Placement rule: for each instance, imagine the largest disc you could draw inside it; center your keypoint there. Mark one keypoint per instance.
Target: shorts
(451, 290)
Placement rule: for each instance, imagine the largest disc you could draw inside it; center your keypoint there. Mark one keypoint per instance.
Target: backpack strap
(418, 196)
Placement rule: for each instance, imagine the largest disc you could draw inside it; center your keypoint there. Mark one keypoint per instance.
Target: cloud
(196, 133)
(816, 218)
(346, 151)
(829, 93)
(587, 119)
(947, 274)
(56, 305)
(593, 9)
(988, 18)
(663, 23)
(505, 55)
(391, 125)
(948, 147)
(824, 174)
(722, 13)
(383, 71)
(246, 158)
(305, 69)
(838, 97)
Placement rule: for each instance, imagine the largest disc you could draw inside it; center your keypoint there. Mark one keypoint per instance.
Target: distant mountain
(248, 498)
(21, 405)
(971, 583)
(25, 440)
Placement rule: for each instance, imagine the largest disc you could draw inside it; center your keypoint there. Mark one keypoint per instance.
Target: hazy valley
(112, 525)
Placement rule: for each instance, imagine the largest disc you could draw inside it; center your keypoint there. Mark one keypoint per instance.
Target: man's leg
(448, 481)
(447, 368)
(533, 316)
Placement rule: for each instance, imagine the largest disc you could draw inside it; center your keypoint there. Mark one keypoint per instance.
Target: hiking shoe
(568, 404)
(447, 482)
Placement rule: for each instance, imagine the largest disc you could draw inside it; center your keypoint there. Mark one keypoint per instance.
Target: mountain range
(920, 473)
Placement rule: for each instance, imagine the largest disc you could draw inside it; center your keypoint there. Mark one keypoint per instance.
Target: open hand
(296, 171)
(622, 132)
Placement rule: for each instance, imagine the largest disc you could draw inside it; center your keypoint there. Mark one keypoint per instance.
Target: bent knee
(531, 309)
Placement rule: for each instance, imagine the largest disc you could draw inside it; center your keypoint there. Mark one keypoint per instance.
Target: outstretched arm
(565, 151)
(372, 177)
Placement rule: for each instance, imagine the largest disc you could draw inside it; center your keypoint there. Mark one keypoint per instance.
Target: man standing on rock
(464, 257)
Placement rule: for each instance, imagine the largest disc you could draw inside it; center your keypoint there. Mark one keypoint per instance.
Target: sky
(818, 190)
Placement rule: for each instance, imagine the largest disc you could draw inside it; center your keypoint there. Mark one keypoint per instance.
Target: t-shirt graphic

Task to carry out: Locate every line in the data above that contains the word "mountain" and copy each of those lines in full.

Exercise answer:
Target: distant mountain
Target: mountain range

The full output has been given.